#### Prompt A
According to the candidate profile, why does Scot McGowan support Bailey for commissioner? Answer in one to three sentences.
#### Prompt B
In the candidate profile, how many years did Bailey spend at Dow Chemical?
#### Prompt C
Update the part of the candidate profile that opens with the words containing "County of Residence: Goliad" and closes with "Commissioner Precinct 3.", replacing "Early voting" with "Advance voting".

MEET Ronald W. Bailey

Age: 60

Occupation: Retired

County of Residence: Goliad

City of Residence: Weesatche

Editor's Note: The runoff elections for the Democratic and Republic party primaries is July 31. Early voting begins Monday and ends Friday. The Advocate is profiling local candidates in the runoffs. Today's candidates are seeking the Republican Party nomination for Goliad County Commissioner Precinct 3.

Ronald Bailey, of Weesatche, is running for Goliad County Commissioner Precinct 3, because his community asked him to, he said.

"Just being involved with the government and trying to bring about a much needed, positive change in the commissioner's court," Bailey said of his goals for running. "There is a tremendous lack of cohesiveness among the court. The consensus of the people is that it is time for change."

Though he has never run for a political office, Bailey said he learned management and leadership skills during his 31 years at Dow Chemical.

He also has experience with budgets, he said, having worked with as an inspector for Houston Pipeline, in Victoria, for three years.

Bailey said there are quite a few issues in the county that he would like to see resolved, such as the dispute over uranium mining, raising taxes and the litigation over Goliad County Industrial Airpark.

He also thinks Goliad needs to attract new business to the area.

Scot McGowan, owner of Weesatche Hall, said he supports Bailey for commissioner.

"Mr. (Jim) Kreneck has done a good job, but he has been there a while and it is time to get new blood in there and get someone who is more hands on," McGowan said.

McGowan, who knows Bailey through his restaurant, believes Bailey will use common sense in the office.

[Natural-language object grounding material]

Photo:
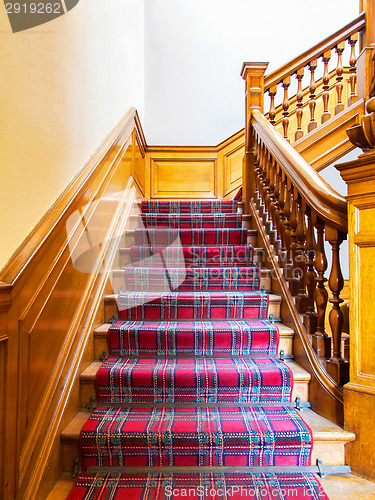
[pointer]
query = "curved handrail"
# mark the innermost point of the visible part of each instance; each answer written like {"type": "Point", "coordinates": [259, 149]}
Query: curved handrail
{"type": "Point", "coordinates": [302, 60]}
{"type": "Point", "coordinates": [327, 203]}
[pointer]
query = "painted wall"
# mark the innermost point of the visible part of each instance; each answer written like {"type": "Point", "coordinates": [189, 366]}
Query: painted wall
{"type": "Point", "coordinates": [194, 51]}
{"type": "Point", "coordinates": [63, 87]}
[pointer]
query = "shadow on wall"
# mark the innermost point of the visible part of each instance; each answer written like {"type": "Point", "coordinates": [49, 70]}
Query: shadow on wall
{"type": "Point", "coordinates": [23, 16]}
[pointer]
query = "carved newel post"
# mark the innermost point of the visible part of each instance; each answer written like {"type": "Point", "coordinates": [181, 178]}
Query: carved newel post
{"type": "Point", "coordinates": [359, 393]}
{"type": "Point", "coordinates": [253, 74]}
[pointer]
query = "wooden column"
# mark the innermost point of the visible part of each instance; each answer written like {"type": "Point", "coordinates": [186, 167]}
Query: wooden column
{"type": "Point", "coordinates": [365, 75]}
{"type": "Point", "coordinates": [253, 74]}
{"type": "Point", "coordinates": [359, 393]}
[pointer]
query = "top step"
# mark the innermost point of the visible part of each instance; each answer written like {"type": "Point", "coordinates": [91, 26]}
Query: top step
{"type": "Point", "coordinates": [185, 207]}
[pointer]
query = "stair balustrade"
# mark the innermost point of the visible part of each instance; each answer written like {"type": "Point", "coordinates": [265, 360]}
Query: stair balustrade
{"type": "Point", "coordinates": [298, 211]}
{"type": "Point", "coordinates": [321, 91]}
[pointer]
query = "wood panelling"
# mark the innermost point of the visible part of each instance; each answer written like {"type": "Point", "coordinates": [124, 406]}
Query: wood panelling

#### Written response A
McGowan says Jim Kreneck has done a good job but has been in office a while, so it is time for new blood and someone more hands on. He also believes Bailey will use common sense in the office.

#### Written response B
31 years.

#### Written response C
County of Residence: Goliad

City of Residence: Weesatche

Editor's Note: The runoff elections for the Democratic and Republic party primaries is July 31. Advance voting begins Monday and ends Friday. The Advocate is profiling local candidates in the runoffs. Today's candidates are seeking the Republican Party nomination for Goliad County Commissioner Precinct 3.